- _Given exercise_: Count the lines in the records that contain the string "light", treating uppercase and lowercase as different. Reply with that number only.
★ ★ ★ ★ ★ ★ ★
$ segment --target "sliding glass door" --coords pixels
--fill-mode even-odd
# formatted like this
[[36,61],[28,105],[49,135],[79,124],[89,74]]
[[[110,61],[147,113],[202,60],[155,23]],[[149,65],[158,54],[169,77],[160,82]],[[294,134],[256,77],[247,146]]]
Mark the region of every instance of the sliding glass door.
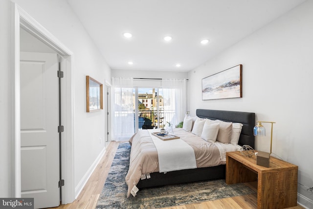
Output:
[[134,89],[135,99],[134,113],[138,129],[151,129],[164,127],[165,117],[175,114],[175,108],[164,111],[163,90],[158,88]]

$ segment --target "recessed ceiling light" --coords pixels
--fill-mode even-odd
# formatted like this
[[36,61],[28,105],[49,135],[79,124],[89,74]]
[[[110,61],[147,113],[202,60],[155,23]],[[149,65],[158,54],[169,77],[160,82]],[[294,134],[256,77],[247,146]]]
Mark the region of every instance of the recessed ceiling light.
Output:
[[124,36],[125,36],[126,38],[131,38],[132,36],[133,36],[133,35],[132,35],[131,33],[128,33],[128,32],[124,33],[123,35],[124,35]]
[[172,37],[171,36],[165,36],[164,37],[164,40],[167,42],[170,41],[172,40]]
[[203,39],[203,40],[201,41],[201,44],[206,44],[208,43],[209,43],[208,39]]

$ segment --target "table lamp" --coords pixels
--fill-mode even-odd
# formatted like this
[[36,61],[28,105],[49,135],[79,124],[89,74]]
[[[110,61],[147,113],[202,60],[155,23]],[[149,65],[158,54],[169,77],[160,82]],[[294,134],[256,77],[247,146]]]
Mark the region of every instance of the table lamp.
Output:
[[270,129],[270,152],[258,151],[256,156],[256,164],[263,165],[265,167],[269,167],[269,155],[272,153],[272,141],[273,139],[273,123],[276,123],[272,121],[261,121],[257,120],[258,124],[253,128],[253,135],[255,136],[265,136],[266,135],[265,128],[262,125],[262,123],[268,123],[271,124]]

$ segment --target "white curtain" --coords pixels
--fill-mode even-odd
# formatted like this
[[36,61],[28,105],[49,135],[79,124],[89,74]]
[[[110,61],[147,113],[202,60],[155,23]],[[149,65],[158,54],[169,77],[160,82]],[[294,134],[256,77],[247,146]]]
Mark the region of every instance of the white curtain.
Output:
[[112,140],[128,140],[134,133],[133,78],[112,78]]
[[[164,112],[175,110],[174,114],[164,114],[164,121],[173,127],[183,121],[186,114],[187,80],[186,79],[162,79]],[[168,117],[165,118],[167,116]]]

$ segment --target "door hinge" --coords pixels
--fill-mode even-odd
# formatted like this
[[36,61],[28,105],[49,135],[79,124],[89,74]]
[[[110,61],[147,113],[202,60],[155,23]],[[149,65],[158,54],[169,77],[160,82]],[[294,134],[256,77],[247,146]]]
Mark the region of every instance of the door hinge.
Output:
[[58,77],[62,78],[64,76],[63,75],[63,71],[58,70]]
[[64,180],[61,179],[59,181],[59,188],[64,186]]
[[58,126],[58,133],[63,132],[64,131],[64,126],[60,125]]

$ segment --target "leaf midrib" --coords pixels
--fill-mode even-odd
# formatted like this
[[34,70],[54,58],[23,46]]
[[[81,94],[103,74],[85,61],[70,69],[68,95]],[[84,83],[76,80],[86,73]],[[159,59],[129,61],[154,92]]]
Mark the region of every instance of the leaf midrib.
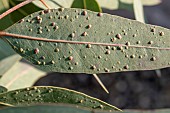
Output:
[[170,50],[170,48],[160,48],[154,46],[142,46],[142,45],[125,45],[125,44],[111,44],[111,43],[100,43],[100,42],[80,42],[80,41],[70,41],[70,40],[56,40],[56,39],[47,39],[43,37],[32,37],[26,35],[13,34],[8,32],[0,32],[0,36],[10,36],[12,38],[27,39],[27,40],[36,40],[44,42],[57,42],[57,43],[69,43],[69,44],[91,44],[98,46],[116,46],[116,47],[132,47],[132,48],[146,48],[146,49],[158,49],[158,50]]

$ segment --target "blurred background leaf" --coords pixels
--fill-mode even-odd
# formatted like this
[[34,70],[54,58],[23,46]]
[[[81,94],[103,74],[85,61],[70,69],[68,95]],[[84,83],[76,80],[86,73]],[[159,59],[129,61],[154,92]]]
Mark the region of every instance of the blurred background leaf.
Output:
[[45,75],[45,72],[37,70],[29,64],[18,62],[3,75],[0,85],[5,86],[8,90],[30,87]]

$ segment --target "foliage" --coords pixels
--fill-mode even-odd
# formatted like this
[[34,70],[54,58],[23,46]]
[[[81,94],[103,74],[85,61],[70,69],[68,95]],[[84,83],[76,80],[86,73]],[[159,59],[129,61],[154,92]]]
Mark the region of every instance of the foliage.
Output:
[[[0,13],[23,1],[1,0]],[[143,5],[159,3],[160,0],[35,0],[2,18],[0,113],[122,112],[77,91],[31,86],[46,74],[42,71],[96,74],[169,67],[169,29],[144,24]],[[46,9],[43,4],[59,9]],[[101,7],[134,11],[137,21],[101,13]],[[42,71],[19,62],[21,57],[13,50]],[[125,111],[129,112],[141,111]],[[149,112],[152,111],[146,111]]]

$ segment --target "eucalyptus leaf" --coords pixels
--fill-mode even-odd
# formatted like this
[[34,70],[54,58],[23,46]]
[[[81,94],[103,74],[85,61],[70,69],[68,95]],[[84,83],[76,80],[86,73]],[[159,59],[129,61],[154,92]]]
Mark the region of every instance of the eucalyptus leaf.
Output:
[[46,71],[94,74],[170,65],[169,29],[83,9],[37,12],[0,34]]
[[[9,60],[7,60],[10,62]],[[34,67],[18,62],[0,79],[0,85],[6,86],[8,90],[15,90],[31,87],[40,78],[46,75],[45,72]]]
[[[133,4],[133,0],[119,0],[126,4]],[[161,0],[141,0],[142,4],[145,6],[152,6],[152,5],[158,5],[161,3]]]
[[91,110],[91,109],[71,106],[67,104],[35,105],[35,106],[27,106],[27,107],[9,107],[9,108],[0,110],[0,113],[169,113],[169,112],[170,112],[170,109],[124,110],[123,112]]
[[0,75],[4,75],[20,59],[21,59],[21,57],[18,54],[14,54],[14,55],[11,55],[11,56],[7,56],[3,60],[1,60],[0,61]]
[[111,10],[118,9],[119,0],[96,0],[102,8]]
[[[0,0],[0,14],[8,10],[9,7],[9,1],[8,0]],[[12,25],[12,21],[10,19],[10,16],[7,15],[6,17],[0,19],[0,30],[4,30],[7,27]]]
[[8,89],[3,87],[3,86],[0,86],[0,93],[4,93],[4,92],[7,92]]
[[[44,0],[44,2],[52,9],[60,7],[70,8],[73,1],[74,0]],[[39,0],[35,0],[33,3],[42,9],[47,9],[47,7],[45,7]]]
[[[19,3],[21,3],[21,1],[9,0],[10,7],[14,7]],[[11,17],[12,21],[15,23],[15,22],[19,21],[20,19],[24,18],[25,16],[32,14],[34,12],[40,11],[40,10],[41,10],[41,8],[37,7],[33,3],[29,3],[25,6],[17,9],[13,13],[11,13],[10,17]]]
[[60,87],[31,87],[0,94],[0,102],[14,106],[38,103],[66,103],[92,109],[118,110],[99,99]]
[[141,3],[141,0],[134,0],[133,9],[136,20],[145,23],[143,5]]
[[88,9],[91,11],[102,12],[96,0],[74,0],[72,8]]

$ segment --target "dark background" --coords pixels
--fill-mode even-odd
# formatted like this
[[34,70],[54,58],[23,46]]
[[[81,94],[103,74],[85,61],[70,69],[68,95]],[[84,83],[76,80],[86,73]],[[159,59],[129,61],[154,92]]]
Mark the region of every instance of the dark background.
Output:
[[[127,10],[103,12],[134,19]],[[162,0],[156,6],[144,7],[147,23],[170,29],[170,0]],[[170,108],[170,68],[153,71],[100,74],[109,90],[104,92],[92,75],[49,73],[35,85],[65,87],[99,98],[121,109]]]

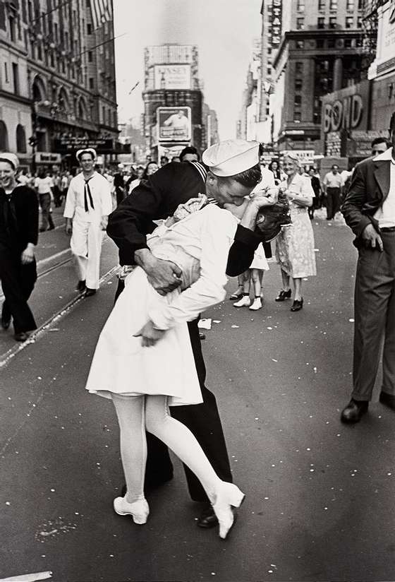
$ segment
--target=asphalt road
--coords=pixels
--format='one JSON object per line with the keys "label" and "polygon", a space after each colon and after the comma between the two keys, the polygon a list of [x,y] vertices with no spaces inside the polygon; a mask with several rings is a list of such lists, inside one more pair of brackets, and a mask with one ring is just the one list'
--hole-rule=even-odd
{"label": "asphalt road", "polygon": [[[247,495],[226,541],[196,527],[200,507],[177,460],[173,481],[150,496],[145,525],[112,511],[123,481],[116,420],[84,383],[114,279],[8,359],[12,333],[1,335],[0,577],[395,581],[394,412],[376,391],[360,423],[339,422],[351,392],[356,252],[341,222],[317,219],[314,229],[318,275],[303,283],[301,311],[274,302],[281,278],[271,263],[262,310],[226,299],[205,314],[207,385]],[[39,259],[67,245],[61,228],[44,233]],[[103,275],[116,261],[104,242]],[[39,324],[75,298],[75,283],[69,263],[39,279]]]}

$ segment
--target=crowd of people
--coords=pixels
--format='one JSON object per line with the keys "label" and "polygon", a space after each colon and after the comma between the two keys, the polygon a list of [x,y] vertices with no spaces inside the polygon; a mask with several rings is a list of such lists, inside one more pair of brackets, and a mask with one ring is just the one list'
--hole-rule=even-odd
{"label": "crowd of people", "polygon": [[347,175],[333,165],[322,180],[296,153],[267,167],[260,144],[243,140],[211,146],[202,162],[188,146],[128,176],[122,166],[98,172],[89,148],[76,153],[75,176],[18,174],[17,157],[0,154],[1,325],[12,319],[17,340],[36,328],[28,300],[37,278],[39,204],[43,232],[54,226],[51,202],[64,199],[85,297],[99,287],[106,230],[119,248],[116,302],[86,385],[116,411],[126,480],[116,513],[147,521],[145,491],[173,475],[169,446],[185,463],[192,499],[204,504],[198,525],[219,524],[226,537],[244,494],[232,482],[215,397],[205,384],[200,314],[224,298],[226,275],[238,277],[235,307],[261,309],[272,251],[282,282],[275,300],[293,296],[291,309],[300,311],[302,280],[316,274],[311,219],[322,206],[327,220],[341,208],[359,252],[353,389],[341,420],[358,422],[367,410],[382,337],[380,400],[395,410],[395,114],[390,136],[375,141],[372,156]]}

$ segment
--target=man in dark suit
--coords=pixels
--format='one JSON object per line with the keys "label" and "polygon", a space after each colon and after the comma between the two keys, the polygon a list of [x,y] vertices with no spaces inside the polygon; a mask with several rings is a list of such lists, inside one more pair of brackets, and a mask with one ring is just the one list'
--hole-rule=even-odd
{"label": "man in dark suit", "polygon": [[31,188],[18,184],[18,165],[15,154],[0,153],[0,279],[5,297],[1,327],[8,329],[12,316],[15,339],[25,341],[37,327],[28,299],[37,279],[38,199]]}
{"label": "man in dark suit", "polygon": [[395,112],[392,147],[356,166],[341,211],[356,238],[355,331],[351,400],[344,422],[367,411],[379,367],[382,338],[380,402],[395,410]]}
{"label": "man in dark suit", "polygon": [[[139,264],[148,275],[154,288],[161,295],[178,286],[180,271],[173,263],[155,259],[149,251],[146,235],[155,227],[152,220],[172,215],[180,203],[196,198],[200,193],[209,196],[210,194],[214,194],[213,189],[219,188],[224,192],[231,193],[233,189],[238,190],[241,188],[244,189],[244,195],[247,196],[260,180],[259,144],[242,141],[229,141],[229,152],[226,146],[222,148],[223,145],[217,144],[219,156],[222,155],[225,158],[226,156],[229,158],[228,161],[221,160],[223,163],[219,170],[209,164],[212,171],[207,172],[207,167],[199,162],[166,164],[150,176],[147,180],[142,180],[134,189],[133,194],[128,196],[109,216],[107,232],[119,248],[121,264]],[[224,172],[222,176],[216,175],[215,172],[217,174],[221,174],[220,170],[223,170],[224,165],[227,170],[224,177]],[[235,181],[232,174],[238,174],[236,179],[243,176],[242,182]],[[245,220],[248,217],[245,214],[242,222],[245,226],[241,224],[238,227],[228,261],[226,272],[230,276],[238,275],[248,268],[260,242],[259,237],[254,233],[257,209],[253,206],[253,199],[246,210],[246,213],[250,213],[250,220]],[[119,287],[119,292],[121,289]],[[205,386],[206,369],[198,320],[188,323],[188,330],[203,403],[172,407],[171,415],[192,431],[220,478],[231,482],[231,471],[215,396]],[[164,482],[171,479],[173,475],[171,462],[165,445],[150,434],[147,434],[147,444],[146,488]],[[202,528],[213,527],[217,521],[208,498],[195,476],[188,468],[185,468],[192,499],[205,504],[198,525]]]}

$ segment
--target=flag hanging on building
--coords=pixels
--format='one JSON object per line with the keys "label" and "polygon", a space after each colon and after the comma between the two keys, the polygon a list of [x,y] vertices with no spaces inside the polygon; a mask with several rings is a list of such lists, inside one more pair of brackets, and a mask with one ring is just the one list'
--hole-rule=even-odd
{"label": "flag hanging on building", "polygon": [[105,22],[112,20],[112,14],[109,1],[109,0],[90,0],[92,25],[94,30],[99,28]]}

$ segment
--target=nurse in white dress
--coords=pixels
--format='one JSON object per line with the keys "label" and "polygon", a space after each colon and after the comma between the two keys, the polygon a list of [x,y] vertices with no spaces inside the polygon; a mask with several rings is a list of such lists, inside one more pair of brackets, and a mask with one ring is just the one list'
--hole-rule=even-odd
{"label": "nurse in white dress", "polygon": [[78,291],[93,295],[99,288],[100,255],[108,216],[112,212],[109,182],[95,171],[96,152],[79,150],[76,158],[83,171],[70,182],[63,216],[78,277]]}
{"label": "nurse in white dress", "polygon": [[[111,398],[118,416],[127,493],[114,500],[115,511],[131,515],[136,523],[147,521],[149,507],[143,491],[147,429],[199,478],[218,518],[222,538],[233,523],[231,507],[239,506],[244,494],[219,479],[193,434],[170,416],[168,407],[202,402],[186,322],[225,295],[228,254],[239,222],[235,208],[246,195],[245,186],[232,178],[254,170],[258,161],[258,144],[243,144],[230,153],[216,144],[203,155],[203,161],[219,172],[231,168],[227,174],[231,177],[231,187],[214,189],[217,204],[207,204],[169,227],[159,227],[147,239],[153,254],[181,269],[181,289],[161,296],[140,267],[128,275],[99,338],[86,386],[91,393]],[[224,158],[224,164],[214,163],[213,158]],[[226,163],[229,158],[230,165]],[[259,176],[259,167],[255,171]],[[210,179],[219,184],[221,177],[212,174]],[[226,204],[234,214],[224,208]],[[250,224],[253,215],[255,220],[260,207],[266,204],[272,203],[263,196],[250,201],[241,225]]]}

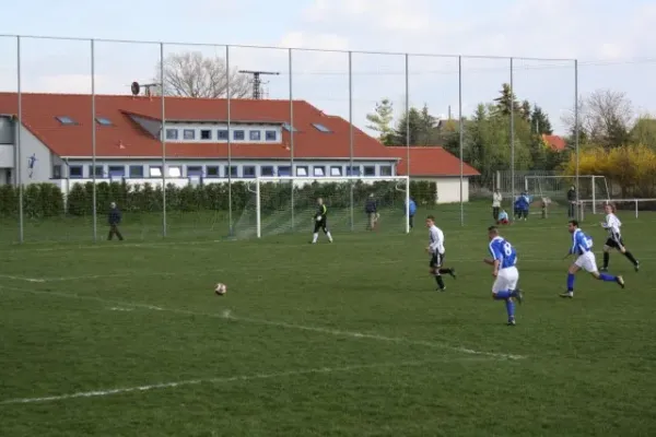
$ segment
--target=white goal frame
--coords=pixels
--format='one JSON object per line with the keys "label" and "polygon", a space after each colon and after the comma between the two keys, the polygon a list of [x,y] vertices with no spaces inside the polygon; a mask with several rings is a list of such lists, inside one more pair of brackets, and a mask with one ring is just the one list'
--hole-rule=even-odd
{"label": "white goal frame", "polygon": [[[262,218],[261,218],[261,197],[260,186],[261,184],[268,182],[292,182],[294,187],[304,186],[313,182],[324,184],[339,184],[339,182],[394,182],[396,181],[396,189],[406,193],[406,234],[410,233],[410,177],[408,176],[335,176],[335,177],[308,177],[308,176],[260,176],[255,178],[255,190],[248,189],[256,196],[255,208],[256,208],[256,225],[257,225],[257,238],[261,238],[262,234]],[[291,197],[293,202],[293,197]],[[292,203],[292,209],[294,204]],[[353,191],[351,190],[351,217],[353,217]]]}
{"label": "white goal frame", "polygon": [[[576,176],[560,176],[560,175],[527,175],[524,176],[524,189],[526,191],[528,191],[528,181],[529,180],[540,180],[540,179],[572,179],[572,180],[576,180]],[[593,204],[593,214],[596,214],[596,204],[597,202],[599,202],[599,200],[597,199],[597,179],[601,179],[604,180],[604,186],[606,187],[606,196],[602,194],[601,201],[608,201],[610,199],[610,190],[608,189],[608,180],[606,179],[606,176],[601,176],[601,175],[578,175],[578,179],[588,179],[591,180],[591,199],[581,199],[578,198],[578,201],[586,201],[588,203]]]}

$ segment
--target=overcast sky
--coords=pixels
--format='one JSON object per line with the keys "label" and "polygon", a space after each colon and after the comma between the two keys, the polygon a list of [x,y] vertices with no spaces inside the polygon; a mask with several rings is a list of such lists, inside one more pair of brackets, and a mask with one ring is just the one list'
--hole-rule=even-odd
{"label": "overcast sky", "polygon": [[[636,111],[656,114],[656,2],[646,0],[23,0],[3,9],[9,35],[73,36],[215,44],[166,45],[165,54],[201,50],[225,57],[225,46],[422,54],[409,57],[410,104],[436,116],[458,115],[458,58],[425,55],[513,56],[515,92],[536,102],[562,131],[561,116],[574,102],[574,62],[579,92],[625,92]],[[16,90],[16,39],[0,37],[0,90]],[[652,57],[652,58],[651,58]],[[129,93],[129,84],[155,74],[156,44],[95,45],[97,93]],[[405,106],[403,55],[352,55],[353,120],[382,97]],[[232,47],[232,66],[281,72],[265,85],[270,98],[289,98],[289,51]],[[508,59],[462,58],[462,113],[491,101],[511,78]],[[91,44],[23,39],[25,92],[91,91]],[[294,98],[325,113],[349,116],[345,51],[292,51]]]}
★ ★ ★ ★ ★ ★ ★
- _Worked answer_: 2